Exercise goal: The lines from the start of the records through the one containing "Target: yellow jacket" are to be transcribed exactly, and nothing else.

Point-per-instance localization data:
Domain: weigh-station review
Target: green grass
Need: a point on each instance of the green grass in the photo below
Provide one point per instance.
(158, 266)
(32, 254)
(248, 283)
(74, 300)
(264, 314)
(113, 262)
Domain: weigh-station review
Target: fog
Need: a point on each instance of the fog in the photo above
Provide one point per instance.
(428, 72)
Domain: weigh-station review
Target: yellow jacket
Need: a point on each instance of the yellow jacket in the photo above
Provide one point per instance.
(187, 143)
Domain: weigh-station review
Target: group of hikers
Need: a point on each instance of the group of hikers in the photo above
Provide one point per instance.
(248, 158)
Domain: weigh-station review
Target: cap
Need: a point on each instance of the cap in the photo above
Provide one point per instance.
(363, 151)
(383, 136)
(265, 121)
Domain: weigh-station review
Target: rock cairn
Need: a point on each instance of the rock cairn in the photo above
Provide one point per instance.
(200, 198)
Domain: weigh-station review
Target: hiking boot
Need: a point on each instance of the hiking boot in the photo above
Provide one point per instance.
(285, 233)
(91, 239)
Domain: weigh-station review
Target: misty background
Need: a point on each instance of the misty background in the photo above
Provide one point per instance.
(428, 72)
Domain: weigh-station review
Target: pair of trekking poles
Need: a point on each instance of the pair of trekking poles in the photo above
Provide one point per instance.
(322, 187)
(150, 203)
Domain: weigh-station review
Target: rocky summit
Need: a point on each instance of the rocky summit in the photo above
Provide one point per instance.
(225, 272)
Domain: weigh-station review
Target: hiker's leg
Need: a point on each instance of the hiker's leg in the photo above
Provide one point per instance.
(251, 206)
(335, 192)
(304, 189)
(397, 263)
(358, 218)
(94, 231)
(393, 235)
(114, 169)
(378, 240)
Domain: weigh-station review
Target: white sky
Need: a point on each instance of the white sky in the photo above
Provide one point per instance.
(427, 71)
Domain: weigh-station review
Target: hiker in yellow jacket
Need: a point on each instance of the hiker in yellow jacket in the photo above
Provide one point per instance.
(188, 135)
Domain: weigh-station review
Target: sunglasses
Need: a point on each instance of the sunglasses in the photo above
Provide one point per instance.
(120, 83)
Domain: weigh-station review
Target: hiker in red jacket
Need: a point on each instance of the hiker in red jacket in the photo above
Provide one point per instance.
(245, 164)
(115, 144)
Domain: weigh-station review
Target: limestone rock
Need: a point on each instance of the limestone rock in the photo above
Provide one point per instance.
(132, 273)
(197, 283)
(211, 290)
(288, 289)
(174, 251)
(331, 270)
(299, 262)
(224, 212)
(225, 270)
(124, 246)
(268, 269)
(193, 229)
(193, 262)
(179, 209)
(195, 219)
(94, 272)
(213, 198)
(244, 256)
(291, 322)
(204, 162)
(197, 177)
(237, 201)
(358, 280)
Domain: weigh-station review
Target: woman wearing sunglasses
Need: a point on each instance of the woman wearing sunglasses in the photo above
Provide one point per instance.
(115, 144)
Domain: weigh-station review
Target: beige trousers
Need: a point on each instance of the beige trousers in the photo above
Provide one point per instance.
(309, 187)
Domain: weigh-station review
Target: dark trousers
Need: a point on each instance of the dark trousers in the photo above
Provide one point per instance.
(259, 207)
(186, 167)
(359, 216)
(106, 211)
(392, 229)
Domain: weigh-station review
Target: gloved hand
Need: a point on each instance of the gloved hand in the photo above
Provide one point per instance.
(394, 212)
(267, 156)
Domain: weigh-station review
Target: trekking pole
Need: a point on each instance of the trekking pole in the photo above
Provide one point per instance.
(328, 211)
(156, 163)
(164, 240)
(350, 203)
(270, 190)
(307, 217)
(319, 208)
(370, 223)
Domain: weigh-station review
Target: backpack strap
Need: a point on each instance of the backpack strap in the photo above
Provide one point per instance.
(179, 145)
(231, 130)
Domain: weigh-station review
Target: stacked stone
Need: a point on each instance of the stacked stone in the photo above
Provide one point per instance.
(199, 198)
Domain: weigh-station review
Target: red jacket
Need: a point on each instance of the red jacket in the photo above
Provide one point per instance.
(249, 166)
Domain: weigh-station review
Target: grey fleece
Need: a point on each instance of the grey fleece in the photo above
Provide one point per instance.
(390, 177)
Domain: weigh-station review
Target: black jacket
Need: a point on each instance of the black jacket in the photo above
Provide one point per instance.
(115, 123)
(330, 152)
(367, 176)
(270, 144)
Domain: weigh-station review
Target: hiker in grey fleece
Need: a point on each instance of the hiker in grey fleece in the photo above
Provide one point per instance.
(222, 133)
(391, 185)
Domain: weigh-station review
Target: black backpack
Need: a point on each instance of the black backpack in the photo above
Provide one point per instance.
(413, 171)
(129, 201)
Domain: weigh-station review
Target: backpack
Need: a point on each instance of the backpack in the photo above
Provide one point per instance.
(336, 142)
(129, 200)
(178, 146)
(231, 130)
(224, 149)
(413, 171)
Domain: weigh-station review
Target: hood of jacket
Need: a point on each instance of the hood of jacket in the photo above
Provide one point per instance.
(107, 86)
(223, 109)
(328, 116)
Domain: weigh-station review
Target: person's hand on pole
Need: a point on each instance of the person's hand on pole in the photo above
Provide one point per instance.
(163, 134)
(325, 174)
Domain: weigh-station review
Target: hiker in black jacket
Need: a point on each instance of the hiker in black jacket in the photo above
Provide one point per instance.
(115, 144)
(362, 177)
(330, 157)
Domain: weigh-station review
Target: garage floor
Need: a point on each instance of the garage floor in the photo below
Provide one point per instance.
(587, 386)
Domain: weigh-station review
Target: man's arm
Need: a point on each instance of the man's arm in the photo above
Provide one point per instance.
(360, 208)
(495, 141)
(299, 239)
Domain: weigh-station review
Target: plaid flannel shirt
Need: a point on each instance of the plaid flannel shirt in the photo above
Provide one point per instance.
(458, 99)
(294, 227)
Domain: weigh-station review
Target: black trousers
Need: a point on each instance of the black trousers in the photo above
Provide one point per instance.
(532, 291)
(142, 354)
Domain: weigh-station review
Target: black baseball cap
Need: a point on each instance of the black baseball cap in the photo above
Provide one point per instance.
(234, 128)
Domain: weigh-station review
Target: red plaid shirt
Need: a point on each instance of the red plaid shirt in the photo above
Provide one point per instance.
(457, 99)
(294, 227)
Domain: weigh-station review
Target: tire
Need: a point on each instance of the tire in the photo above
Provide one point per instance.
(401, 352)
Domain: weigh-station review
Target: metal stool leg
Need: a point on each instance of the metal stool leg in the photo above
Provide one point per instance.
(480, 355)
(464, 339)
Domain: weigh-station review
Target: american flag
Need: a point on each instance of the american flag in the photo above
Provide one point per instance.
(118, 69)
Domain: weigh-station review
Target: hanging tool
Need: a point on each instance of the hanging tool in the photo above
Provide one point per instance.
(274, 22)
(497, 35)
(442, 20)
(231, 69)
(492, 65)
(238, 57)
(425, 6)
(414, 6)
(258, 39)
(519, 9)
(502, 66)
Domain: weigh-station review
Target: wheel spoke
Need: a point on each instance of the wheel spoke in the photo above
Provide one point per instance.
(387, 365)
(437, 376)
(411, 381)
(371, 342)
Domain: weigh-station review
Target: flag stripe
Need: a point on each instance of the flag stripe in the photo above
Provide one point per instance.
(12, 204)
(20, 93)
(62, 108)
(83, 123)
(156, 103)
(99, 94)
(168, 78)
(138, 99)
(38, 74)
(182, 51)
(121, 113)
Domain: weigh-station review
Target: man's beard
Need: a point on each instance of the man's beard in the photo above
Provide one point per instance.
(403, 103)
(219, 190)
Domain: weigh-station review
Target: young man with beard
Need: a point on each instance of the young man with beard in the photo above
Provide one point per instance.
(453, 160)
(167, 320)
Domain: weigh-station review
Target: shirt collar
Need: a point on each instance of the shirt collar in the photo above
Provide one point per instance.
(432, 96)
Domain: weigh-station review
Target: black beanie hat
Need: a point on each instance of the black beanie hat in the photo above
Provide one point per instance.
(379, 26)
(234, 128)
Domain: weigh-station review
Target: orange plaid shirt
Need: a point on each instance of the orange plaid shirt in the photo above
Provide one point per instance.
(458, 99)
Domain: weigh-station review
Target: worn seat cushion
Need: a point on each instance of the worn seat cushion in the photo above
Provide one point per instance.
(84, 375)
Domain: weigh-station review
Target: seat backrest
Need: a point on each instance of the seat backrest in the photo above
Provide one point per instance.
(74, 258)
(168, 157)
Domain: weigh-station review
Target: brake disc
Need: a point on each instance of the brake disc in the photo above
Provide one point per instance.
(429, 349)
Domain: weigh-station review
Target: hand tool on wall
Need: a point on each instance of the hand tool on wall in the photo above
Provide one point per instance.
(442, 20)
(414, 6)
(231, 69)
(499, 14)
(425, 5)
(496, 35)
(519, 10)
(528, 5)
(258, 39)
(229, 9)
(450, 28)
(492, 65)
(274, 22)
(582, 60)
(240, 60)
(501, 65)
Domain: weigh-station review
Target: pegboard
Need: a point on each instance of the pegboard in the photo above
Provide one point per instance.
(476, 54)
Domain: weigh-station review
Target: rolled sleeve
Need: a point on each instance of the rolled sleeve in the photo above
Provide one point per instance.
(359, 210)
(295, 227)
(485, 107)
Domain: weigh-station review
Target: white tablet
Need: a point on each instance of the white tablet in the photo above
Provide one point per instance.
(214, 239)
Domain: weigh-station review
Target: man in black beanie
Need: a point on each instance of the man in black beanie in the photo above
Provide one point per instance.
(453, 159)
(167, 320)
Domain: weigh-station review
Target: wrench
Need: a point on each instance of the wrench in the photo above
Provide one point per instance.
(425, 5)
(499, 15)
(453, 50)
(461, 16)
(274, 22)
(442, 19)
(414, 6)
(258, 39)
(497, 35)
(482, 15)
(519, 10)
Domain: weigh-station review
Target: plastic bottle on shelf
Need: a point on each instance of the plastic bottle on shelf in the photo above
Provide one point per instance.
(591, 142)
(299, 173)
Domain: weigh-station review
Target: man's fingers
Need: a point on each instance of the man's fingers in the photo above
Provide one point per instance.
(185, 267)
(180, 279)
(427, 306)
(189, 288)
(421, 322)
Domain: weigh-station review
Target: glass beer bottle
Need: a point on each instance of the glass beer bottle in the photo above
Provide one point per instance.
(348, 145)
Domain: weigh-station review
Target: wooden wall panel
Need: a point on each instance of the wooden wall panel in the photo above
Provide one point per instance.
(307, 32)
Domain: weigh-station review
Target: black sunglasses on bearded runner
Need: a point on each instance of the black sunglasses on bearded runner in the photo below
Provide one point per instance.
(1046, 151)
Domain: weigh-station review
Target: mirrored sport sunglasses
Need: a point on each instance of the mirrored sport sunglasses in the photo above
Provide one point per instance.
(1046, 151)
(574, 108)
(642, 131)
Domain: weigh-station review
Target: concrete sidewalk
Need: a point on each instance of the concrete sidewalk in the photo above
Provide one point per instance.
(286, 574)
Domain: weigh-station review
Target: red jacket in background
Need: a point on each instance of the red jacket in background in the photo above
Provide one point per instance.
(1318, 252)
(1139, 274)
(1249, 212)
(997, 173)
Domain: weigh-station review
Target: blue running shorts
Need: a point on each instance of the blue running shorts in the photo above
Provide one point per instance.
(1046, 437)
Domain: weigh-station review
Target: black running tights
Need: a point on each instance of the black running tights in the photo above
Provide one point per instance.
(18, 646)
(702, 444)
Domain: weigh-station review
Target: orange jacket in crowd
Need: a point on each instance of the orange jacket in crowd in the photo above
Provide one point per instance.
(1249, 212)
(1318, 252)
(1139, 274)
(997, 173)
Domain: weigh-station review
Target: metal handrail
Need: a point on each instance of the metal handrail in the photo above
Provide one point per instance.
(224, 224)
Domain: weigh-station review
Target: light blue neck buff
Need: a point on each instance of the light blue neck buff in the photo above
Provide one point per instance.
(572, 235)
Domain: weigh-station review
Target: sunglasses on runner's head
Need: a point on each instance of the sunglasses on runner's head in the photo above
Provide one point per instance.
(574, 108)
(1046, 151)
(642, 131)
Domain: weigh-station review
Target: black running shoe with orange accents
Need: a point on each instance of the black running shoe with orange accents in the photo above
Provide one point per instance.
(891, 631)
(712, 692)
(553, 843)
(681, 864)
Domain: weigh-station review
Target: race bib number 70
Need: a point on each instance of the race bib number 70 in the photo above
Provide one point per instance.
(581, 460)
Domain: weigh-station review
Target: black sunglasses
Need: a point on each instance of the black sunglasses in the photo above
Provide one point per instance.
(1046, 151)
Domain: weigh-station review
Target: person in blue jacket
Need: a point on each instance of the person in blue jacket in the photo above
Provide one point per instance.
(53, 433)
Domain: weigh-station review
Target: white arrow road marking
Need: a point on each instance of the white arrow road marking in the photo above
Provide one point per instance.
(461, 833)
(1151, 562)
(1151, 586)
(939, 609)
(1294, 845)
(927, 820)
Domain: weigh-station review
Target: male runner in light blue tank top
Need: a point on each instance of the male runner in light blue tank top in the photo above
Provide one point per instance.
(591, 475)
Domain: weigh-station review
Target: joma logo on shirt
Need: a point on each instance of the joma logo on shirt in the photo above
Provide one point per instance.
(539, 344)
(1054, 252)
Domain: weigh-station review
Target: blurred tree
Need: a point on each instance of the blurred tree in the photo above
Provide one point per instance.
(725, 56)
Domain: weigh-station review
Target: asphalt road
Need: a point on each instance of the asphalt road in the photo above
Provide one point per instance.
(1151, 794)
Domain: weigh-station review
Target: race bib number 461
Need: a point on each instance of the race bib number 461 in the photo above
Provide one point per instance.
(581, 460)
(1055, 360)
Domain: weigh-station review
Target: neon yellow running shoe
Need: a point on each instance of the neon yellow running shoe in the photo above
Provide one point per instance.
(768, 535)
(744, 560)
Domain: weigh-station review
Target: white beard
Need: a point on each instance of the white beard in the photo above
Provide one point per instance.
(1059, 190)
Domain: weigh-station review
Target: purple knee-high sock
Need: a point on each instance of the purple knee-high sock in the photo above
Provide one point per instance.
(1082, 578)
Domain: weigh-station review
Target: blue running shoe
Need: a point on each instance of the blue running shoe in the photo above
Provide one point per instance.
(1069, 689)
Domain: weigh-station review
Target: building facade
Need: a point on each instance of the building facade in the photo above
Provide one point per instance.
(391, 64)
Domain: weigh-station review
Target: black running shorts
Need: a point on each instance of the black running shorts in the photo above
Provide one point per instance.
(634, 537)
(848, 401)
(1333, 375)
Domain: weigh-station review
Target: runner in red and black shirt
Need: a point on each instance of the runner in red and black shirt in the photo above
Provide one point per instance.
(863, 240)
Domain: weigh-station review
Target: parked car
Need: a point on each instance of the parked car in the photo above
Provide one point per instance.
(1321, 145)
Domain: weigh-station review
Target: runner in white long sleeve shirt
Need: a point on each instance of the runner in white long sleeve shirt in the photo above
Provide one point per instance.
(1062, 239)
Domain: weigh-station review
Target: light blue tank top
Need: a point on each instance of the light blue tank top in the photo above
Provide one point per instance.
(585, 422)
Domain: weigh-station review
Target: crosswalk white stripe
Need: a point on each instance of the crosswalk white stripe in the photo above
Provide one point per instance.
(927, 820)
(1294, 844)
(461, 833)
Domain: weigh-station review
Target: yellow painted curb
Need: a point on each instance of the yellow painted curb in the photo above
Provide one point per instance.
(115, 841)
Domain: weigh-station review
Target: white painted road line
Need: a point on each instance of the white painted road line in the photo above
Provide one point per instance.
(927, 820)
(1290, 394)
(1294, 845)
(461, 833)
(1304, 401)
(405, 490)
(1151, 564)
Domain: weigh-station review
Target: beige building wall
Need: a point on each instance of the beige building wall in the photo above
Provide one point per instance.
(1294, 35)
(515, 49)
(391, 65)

Reply:
Domain: weigh-station review
Target: green grass
Need: a point on each instance of the green grass in the photo below
Provide one point per instance.
(158, 266)
(32, 254)
(248, 283)
(74, 300)
(264, 314)
(113, 262)
Domain: weigh-station review
Target: fog
Need: a point on each instance of the fog in the photo above
Provide one point per instance.
(428, 72)
Domain: weigh-station review
Target: yellow jacket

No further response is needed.